## [EXERCISE REQUIREMENTS]
Update the rows starting at the one containing "point: sky |" and ending at the last row, replacing "pavement" with "sidewalk" and leaving everything else unchanged.
═════ INPUT FOR THIS TASK
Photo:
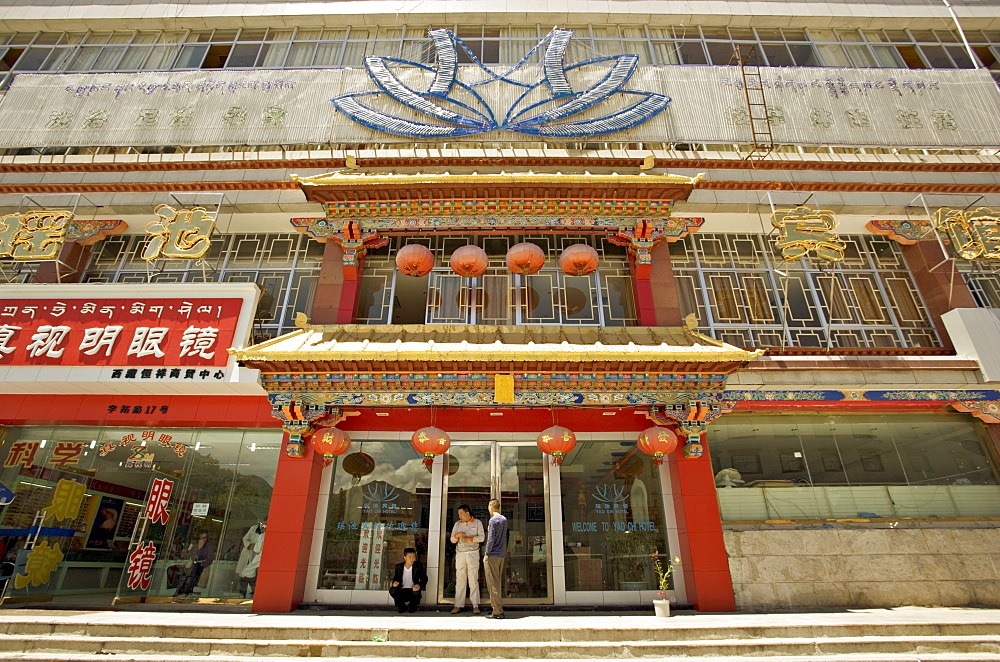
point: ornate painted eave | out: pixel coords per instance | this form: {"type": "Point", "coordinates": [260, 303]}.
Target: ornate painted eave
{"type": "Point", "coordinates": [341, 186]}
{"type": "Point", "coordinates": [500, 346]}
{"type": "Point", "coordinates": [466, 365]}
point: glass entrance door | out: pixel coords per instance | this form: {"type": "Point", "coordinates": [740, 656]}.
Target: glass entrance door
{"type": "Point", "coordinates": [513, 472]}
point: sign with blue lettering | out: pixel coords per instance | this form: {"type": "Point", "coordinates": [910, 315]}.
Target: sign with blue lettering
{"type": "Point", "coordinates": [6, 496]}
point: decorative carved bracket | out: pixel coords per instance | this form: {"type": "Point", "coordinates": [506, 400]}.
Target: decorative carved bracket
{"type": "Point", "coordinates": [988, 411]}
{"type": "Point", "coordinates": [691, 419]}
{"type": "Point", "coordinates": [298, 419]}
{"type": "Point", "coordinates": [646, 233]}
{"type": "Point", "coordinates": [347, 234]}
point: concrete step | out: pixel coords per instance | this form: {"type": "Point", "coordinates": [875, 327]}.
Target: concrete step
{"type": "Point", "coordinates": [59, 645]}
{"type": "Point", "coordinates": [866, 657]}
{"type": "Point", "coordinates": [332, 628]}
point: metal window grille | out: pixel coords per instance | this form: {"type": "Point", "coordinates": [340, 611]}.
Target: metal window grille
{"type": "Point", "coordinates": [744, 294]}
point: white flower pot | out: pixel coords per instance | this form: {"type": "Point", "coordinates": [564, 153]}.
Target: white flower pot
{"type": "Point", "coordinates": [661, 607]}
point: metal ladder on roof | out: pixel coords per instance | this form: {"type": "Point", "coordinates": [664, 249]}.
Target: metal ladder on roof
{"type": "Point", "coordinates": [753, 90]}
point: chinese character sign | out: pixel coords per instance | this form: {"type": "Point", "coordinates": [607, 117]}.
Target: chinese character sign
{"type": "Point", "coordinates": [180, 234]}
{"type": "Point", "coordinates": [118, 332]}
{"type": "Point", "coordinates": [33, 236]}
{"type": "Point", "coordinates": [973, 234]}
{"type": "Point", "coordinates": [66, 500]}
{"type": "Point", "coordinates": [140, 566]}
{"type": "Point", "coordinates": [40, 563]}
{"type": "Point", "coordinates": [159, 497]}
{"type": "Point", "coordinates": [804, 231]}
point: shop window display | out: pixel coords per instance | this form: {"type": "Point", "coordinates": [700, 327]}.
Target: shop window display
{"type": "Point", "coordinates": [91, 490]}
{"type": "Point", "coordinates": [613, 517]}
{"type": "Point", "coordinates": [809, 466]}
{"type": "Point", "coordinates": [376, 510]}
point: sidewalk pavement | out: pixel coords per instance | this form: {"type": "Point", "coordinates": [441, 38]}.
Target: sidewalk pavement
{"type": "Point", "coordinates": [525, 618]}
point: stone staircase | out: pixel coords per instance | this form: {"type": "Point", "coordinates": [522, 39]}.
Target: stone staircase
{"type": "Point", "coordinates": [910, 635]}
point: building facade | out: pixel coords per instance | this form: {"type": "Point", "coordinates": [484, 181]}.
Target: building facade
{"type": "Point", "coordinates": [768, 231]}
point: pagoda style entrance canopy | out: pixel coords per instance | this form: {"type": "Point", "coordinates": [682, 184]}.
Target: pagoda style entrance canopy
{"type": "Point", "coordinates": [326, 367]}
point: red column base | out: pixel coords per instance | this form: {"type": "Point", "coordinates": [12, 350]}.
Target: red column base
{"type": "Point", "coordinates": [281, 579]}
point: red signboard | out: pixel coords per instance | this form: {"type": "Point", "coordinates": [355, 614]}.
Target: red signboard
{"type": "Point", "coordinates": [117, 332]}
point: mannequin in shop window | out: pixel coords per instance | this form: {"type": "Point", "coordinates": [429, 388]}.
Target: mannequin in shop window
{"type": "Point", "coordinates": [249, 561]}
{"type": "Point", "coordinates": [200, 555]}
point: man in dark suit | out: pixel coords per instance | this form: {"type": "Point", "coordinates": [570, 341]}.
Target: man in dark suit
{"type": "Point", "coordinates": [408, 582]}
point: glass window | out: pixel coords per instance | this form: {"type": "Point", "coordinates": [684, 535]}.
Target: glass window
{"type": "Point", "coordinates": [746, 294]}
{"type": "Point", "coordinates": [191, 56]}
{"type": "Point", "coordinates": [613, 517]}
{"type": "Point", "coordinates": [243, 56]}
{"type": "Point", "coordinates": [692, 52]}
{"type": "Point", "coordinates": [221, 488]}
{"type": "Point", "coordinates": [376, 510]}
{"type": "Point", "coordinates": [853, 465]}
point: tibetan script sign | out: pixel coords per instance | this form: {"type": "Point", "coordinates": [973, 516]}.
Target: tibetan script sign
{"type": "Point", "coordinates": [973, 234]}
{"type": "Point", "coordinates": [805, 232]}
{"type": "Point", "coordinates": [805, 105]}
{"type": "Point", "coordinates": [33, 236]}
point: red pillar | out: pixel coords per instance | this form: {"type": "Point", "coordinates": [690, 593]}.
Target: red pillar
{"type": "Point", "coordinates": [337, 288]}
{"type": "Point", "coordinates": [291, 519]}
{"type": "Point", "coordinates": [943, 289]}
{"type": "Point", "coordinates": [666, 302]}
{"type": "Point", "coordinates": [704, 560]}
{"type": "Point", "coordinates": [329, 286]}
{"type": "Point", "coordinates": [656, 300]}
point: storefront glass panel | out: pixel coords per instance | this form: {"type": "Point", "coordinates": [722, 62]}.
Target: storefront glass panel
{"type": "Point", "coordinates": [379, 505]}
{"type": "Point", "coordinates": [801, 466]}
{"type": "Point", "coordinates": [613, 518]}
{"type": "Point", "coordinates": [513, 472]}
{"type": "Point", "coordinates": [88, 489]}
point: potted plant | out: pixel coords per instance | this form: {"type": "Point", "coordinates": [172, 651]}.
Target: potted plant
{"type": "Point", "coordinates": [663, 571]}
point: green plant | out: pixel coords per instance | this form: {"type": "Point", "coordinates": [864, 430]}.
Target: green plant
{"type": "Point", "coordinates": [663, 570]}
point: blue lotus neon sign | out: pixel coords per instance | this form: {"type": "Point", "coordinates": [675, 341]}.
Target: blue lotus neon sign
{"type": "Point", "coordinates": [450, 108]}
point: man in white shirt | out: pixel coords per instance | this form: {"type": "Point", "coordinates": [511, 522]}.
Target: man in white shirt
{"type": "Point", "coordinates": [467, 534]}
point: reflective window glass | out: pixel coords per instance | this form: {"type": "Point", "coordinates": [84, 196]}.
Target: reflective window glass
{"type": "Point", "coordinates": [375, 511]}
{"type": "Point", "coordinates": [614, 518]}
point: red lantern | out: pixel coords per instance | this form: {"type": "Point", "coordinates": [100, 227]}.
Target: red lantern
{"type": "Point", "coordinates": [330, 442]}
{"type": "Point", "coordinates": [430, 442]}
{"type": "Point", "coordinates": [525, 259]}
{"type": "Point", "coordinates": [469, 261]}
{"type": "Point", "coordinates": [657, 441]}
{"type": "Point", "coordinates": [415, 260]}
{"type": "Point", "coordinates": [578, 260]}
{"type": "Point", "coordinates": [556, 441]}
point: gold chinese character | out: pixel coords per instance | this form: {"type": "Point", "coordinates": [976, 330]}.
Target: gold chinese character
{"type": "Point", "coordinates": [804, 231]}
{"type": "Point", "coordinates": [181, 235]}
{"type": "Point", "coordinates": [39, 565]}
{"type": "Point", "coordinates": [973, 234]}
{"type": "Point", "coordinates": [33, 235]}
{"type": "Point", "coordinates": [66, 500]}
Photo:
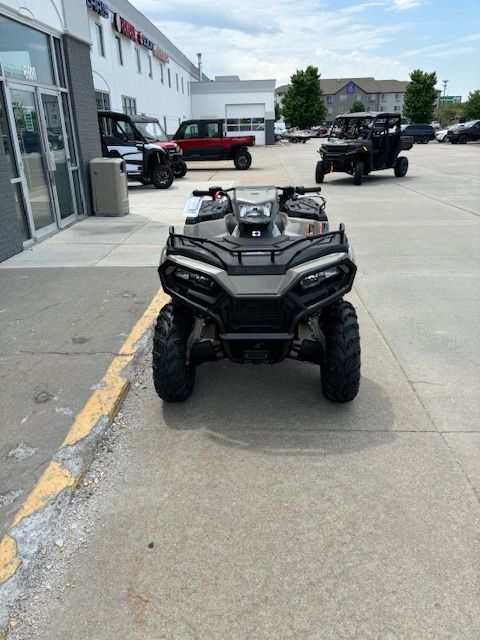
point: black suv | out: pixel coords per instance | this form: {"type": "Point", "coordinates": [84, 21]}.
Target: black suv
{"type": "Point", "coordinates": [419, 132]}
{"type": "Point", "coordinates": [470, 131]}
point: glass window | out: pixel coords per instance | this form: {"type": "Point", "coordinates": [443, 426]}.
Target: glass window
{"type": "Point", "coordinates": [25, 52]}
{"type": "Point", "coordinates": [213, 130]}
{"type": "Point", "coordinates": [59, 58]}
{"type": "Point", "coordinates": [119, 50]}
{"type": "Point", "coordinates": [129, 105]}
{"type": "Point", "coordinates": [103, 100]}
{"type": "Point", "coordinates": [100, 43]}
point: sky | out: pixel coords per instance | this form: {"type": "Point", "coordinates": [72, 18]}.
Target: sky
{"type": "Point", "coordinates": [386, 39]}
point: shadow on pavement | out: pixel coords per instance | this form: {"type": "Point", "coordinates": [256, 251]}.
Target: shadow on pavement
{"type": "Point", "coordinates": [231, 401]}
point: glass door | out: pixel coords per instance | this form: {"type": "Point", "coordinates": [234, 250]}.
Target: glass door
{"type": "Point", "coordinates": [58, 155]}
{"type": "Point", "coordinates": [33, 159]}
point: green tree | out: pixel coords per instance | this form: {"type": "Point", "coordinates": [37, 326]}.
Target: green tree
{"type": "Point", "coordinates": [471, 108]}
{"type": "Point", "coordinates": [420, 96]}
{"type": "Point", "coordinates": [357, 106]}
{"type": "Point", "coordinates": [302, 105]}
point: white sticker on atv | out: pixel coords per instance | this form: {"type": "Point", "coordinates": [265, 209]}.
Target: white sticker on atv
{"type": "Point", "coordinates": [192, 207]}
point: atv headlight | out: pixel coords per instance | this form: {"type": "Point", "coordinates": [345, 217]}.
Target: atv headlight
══════════
## [THE ANSWER]
point: sky | out: pixel coords per instance | this form: {"type": "Point", "coordinates": [72, 18]}.
Target: sky
{"type": "Point", "coordinates": [386, 39]}
point: shadow on sidewalk | out: pixel coords per instance | this form: {"type": "Point", "coordinates": [256, 251]}.
Target: shadow on sidewalk
{"type": "Point", "coordinates": [231, 401]}
point: glass door | out: pixel coords per instance | this form: {"type": "Point", "coordinates": [234, 250]}.
Target: glass door
{"type": "Point", "coordinates": [58, 155]}
{"type": "Point", "coordinates": [33, 159]}
point: green tree | out: pixel coords per instance | this form: {"type": "Point", "coordinates": [37, 326]}.
Target: green tree
{"type": "Point", "coordinates": [471, 108]}
{"type": "Point", "coordinates": [420, 96]}
{"type": "Point", "coordinates": [357, 106]}
{"type": "Point", "coordinates": [302, 105]}
point: white sticker on atv | out: pixel coords per instance | this form: {"type": "Point", "coordinates": [265, 209]}.
Target: white sticker on atv
{"type": "Point", "coordinates": [192, 207]}
point: atv headlight | out: pixel coords per instance | this form: {"type": "Point", "coordinates": [345, 217]}.
Target: atv headlight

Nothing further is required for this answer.